Assignment → Each entry below is to be duplicated verbatim.

Dataset items →
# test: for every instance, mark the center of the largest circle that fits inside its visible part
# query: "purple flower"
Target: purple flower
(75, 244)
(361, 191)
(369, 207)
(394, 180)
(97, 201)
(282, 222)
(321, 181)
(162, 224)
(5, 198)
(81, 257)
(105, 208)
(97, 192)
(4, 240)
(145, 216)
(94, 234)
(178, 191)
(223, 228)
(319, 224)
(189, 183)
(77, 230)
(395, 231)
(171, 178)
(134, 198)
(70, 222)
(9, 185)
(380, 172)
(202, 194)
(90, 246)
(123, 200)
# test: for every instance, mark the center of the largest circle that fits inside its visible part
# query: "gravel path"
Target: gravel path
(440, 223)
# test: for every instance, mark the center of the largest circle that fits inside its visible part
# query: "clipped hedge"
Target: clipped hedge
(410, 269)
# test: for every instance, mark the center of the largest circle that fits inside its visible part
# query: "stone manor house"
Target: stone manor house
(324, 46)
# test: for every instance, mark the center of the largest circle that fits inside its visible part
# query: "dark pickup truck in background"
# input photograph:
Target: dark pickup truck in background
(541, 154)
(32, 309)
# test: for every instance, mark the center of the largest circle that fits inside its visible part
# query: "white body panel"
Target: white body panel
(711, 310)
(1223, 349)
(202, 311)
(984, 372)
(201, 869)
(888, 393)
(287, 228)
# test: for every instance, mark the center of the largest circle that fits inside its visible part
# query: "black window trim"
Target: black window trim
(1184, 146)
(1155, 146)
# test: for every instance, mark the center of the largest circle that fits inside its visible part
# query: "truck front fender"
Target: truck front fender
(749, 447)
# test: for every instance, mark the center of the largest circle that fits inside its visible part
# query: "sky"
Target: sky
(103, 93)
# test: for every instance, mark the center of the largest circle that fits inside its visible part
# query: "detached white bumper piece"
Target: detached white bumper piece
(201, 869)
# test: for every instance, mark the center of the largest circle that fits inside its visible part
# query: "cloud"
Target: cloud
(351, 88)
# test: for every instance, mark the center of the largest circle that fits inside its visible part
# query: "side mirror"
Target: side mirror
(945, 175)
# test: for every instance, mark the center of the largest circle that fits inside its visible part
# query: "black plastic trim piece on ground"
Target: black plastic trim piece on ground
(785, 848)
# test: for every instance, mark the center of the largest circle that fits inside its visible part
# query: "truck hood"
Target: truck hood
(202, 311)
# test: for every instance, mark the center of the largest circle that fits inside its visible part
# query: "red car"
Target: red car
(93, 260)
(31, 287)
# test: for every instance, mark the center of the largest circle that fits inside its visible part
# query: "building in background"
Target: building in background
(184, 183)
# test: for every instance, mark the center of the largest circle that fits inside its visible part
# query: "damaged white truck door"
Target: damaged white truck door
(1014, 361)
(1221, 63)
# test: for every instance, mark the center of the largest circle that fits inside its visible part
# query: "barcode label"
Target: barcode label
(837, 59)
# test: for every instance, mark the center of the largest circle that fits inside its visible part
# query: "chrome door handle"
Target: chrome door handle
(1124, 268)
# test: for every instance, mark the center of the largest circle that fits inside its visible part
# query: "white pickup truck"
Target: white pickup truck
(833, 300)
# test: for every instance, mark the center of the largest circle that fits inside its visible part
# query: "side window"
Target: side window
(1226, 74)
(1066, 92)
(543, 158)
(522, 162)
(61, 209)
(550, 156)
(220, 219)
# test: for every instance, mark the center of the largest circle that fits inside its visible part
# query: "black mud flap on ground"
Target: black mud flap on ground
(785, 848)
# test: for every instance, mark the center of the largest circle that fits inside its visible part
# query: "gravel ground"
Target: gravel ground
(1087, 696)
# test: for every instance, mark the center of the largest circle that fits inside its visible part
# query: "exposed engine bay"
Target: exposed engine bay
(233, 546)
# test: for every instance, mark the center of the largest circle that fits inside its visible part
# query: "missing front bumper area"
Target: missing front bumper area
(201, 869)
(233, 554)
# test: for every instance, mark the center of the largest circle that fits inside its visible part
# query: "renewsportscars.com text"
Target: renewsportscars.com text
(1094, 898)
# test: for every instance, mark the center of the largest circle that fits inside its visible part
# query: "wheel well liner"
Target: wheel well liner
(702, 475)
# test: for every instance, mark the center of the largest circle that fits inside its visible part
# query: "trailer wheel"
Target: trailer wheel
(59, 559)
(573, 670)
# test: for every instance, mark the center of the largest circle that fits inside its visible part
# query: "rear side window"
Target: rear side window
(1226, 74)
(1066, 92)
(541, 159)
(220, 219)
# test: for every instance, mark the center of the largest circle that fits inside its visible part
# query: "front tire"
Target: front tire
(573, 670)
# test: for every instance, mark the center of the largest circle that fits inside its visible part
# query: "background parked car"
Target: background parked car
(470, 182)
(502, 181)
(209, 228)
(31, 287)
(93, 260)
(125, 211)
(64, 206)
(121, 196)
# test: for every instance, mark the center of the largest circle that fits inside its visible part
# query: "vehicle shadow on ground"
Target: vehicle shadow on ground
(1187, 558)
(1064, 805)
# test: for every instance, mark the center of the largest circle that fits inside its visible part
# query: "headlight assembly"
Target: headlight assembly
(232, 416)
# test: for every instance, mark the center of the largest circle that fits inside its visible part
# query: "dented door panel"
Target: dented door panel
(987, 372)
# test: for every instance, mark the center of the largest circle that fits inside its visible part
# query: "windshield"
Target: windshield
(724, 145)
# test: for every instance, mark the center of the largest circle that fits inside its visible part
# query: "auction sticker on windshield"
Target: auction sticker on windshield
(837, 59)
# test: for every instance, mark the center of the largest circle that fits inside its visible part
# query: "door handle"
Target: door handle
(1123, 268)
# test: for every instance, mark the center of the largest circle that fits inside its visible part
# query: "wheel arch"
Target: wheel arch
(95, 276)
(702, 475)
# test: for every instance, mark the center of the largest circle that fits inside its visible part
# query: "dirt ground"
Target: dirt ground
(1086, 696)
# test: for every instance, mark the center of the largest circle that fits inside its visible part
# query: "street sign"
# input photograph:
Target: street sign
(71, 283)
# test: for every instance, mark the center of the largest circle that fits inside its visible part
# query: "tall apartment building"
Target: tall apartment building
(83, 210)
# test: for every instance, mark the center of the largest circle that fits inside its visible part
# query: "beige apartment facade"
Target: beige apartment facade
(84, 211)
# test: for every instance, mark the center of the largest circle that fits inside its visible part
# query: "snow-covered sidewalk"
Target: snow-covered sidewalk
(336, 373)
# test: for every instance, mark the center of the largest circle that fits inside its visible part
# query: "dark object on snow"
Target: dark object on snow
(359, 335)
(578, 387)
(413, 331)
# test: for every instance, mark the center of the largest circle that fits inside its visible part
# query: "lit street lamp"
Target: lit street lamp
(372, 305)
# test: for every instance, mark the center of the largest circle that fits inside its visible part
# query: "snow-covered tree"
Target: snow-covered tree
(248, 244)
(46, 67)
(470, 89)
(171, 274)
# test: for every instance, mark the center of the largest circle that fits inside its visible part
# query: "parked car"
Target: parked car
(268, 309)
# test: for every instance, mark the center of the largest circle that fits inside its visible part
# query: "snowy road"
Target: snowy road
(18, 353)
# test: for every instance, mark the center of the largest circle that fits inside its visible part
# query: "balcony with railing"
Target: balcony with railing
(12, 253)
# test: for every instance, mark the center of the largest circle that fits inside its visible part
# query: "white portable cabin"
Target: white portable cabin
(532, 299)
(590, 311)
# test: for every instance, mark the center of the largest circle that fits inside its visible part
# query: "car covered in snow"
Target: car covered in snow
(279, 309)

Output of the task →
# test: for every instance, mark the center of the largest circle that fits inside its visible part
# query: "purple flower"
Target: purple flower
(75, 244)
(361, 191)
(369, 207)
(394, 180)
(97, 201)
(282, 222)
(321, 181)
(162, 224)
(5, 198)
(81, 257)
(105, 208)
(97, 192)
(4, 240)
(145, 216)
(94, 234)
(178, 191)
(223, 228)
(319, 224)
(189, 183)
(77, 230)
(395, 231)
(171, 178)
(134, 198)
(70, 222)
(9, 185)
(380, 172)
(202, 194)
(90, 246)
(123, 200)
# test: for every instance, mark the center of the largest circle that fits inside its visible part
# query: "gravel path"
Target: gravel path
(440, 223)
# test: for every instance, mark the center of the largest circle that fits inside its visible part
# query: "clipped hedge"
Target: clipped hedge
(410, 269)
# test: for every instance, mark the center of the largest circle that fits inside its visible part
# query: "stone manor house"
Target: stone manor house
(324, 46)
# test: for every instance, mark the center of the largest circle that fits inside its visible part
# query: "dark pickup truck in background"
# input photograph:
Target: dark pickup truck in background
(541, 154)
(32, 309)
# test: for every instance, mark the center of the largest circle that fits inside its visible part
# query: "white body panel"
Target: white body panel
(711, 310)
(1223, 349)
(202, 311)
(984, 372)
(201, 869)
(888, 393)
(287, 228)
# test: for every instance, mark the center of the largest circle that fits inside its visible part
# query: "black window trim"
Target: black window trim
(1184, 146)
(1155, 146)
# test: for every instance, mark the center of the largest circle that fits inside its visible part
# query: "truck front fender"
Target: truck front fender
(749, 447)
# test: for every instance, mark the center of the largest circle that fits inside its visible part
# query: "sky"
Target: sky
(103, 93)
# test: for every instance, mark the center of the largest circle that fits inside its visible part
# query: "detached white bumper piece"
Target: detached white bumper piece
(201, 869)
# test: for every instance, mark the center of the largest circle that fits inside its visible part
# query: "cloud"
Target: cloud
(351, 88)
# test: for every instance, mark the center of the largest circle that fits inside its visible part
# query: "side mirror"
Target: side mirror
(945, 175)
# test: for every instance, mark the center of the largest circle that fits inside its visible part
# query: "black plastic trim piece on ground"
Target: black plastic trim piece on ground
(785, 848)
# test: for every instance, mark the center of the largest circle that fits inside its visible part
# query: "truck hood"
Target: truck hood
(202, 311)
# test: for every instance, mark the center of the largest circle that fits inside its visible part
# query: "red car"
Target: red car
(93, 260)
(31, 287)
# test: for every instance, mark the center of the largest circle that fits inside its visible part
# query: "building in background"
Target: building in background
(184, 183)
# test: for every instance, mark the center of the largest circle that fits inside its visible part
# query: "damaged white truck door"
Target: damaged white truck door
(1014, 361)
(1221, 63)
# test: for every instance, mark the center of the largest circle that fits inside its visible part
# query: "barcode label"
Target: barcode label
(837, 59)
# test: for every instance, mark the center of the largest circle that fits inside its visible part
# query: "chrome door handle"
Target: chrome door handle
(1124, 268)
# test: for every instance, mark the center of the largest circle that fits inside its visible part
# query: "white pickup truck"
Target: white pickup truck
(833, 300)
# test: for every instance, mark the center of the largest circle that fits inside its visible part
# query: "side window"
Target: side window
(1226, 74)
(1066, 92)
(543, 158)
(522, 162)
(61, 209)
(550, 156)
(220, 219)
# test: for every instance, mark the center of the largest circle that fits inside its visible part
# query: "black mud flap on ground"
Target: black mud flap on ground
(785, 848)
# test: for every instance, mark the center of the largest circle that fits inside its visible part
# query: "gravel ground"
Target: gravel ground
(1087, 696)
# test: for every instance, mark the center of the largest circle that fits inside its visible part
# query: "exposed engine bay"
Target: exposed engine bay
(233, 546)
# test: for every instance, mark the center of the largest circle that fits inside its visible part
# query: "missing front bumper area"
Target: missing front bumper area
(201, 869)
(233, 554)
# test: for every instance, mark the center of the largest circle that fits inside its visible part
# query: "renewsportscars.com text"
Target: renewsportscars.com text
(1094, 898)
# test: for every instance, mark the center of the largest circle that fits inside its visible part
# query: "wheel well liner"
Target: wheel well liner
(702, 475)
# test: for every instance, mark the center of the largest circle that fits inside its visible part
# query: "trailer wheel"
Target: trailer wheel
(59, 559)
(573, 670)
# test: for every instance, mark the center of the largest circle that fits inside its visible part
# query: "rear side window"
Target: rear side window
(1226, 74)
(1066, 92)
(541, 159)
(220, 219)
# test: for every instance, mark the center of the largest circle that fits inside its visible part
# query: "front tire"
Target: front tire
(573, 670)
# test: for every instance, mark the center of the largest circle that fits inside its visible part
# query: "background parked car"
Target: background parked car
(470, 182)
(502, 181)
(209, 228)
(31, 287)
(93, 260)
(125, 211)
(64, 206)
(121, 196)
# test: for every instance, mark the center of the largest circle that fits inside its visible part
# query: "vehicle shadow on ground"
Target: vehicle shadow on ground
(1187, 558)
(1064, 805)
# test: for every instance, mark the center of the largest circle that fits inside its visible part
# query: "headlight assembly"
Target: headlight assembly
(232, 416)
# test: for every instance, mark the center of the largest circle that fits inside its visible part
# query: "dented door panel"
Target: dented door panel
(987, 372)
# test: for every instance, mark the center of the largest circle that fits inside its visible part
# query: "windshield"
Target: windshield
(724, 145)
# test: for every instance, mark the center of the largest circle that fits inside its visible part
# query: "auction sticker on windshield"
Target: auction sticker on windshield
(837, 59)
# test: for every instance, mark the center of the largest circle that fits inside its visible part
# query: "door handle"
Target: door handle
(1123, 268)
# test: for every instance, mark the center of the largest circle that fits inside its visible part
# query: "wheel arch"
Target: wheel arch
(95, 276)
(702, 475)
# test: for every instance, mark the center of the largest circle that fits inside its visible part
# query: "dirt ground"
Target: dirt ground
(1086, 696)
# test: for every instance, mark the center of the largest circle that fits inside its visible part
# query: "street sign"
# input photograph:
Target: street sign
(71, 283)
# test: for every instance, mark the center of the largest circle that fits inside its visible part
# query: "tall apartment building"
Target: tall apartment building
(83, 210)
# test: for every instance, mark the center of the largest circle that fits inside its visible part
# query: "beige apartment facade"
Target: beige apartment facade
(84, 211)
# test: for every instance, mark the center of the largest circle that fits inside its visible part
# query: "snow-covered sidewalk"
Target: snow-covered sidewalk
(336, 373)
# test: for every instance, mark the center of the largest circle that fits inside its visible part
# query: "dark object on snow"
Target: dark object on snow
(359, 335)
(578, 387)
(413, 331)
# test: for every instance, mark the center of the largest circle that fits inside its visible part
# query: "lit street lamp"
Target: lit street lamp
(372, 305)
# test: for every instance, mark the center of the largest circle that fits inside its visible part
# query: "snow-covered tree"
Target: snow-covered tree
(248, 244)
(46, 67)
(470, 89)
(171, 274)
# test: for every instance, mark the center of the largest circle that fits inside its visible part
# query: "parked car"
Target: parked car
(268, 309)
# test: for every instance, mark the center of the largest circle that fits inside its visible part
# query: "snowy road"
Target: snowy road
(18, 353)
# test: for every instance, mark the center of the largest circle that fits inside its visible part
# query: "balcony with railing"
Target: balcony with railing
(12, 253)
# test: for every instance, mark the center of the largest circle that fits inside its visible part
# query: "white portable cabin"
Target: white portable cabin
(532, 299)
(590, 311)
# test: for every instance, mark the center of the largest circle that fits inside its visible part
# query: "car covered in snow"
Target: car covered in snow
(279, 309)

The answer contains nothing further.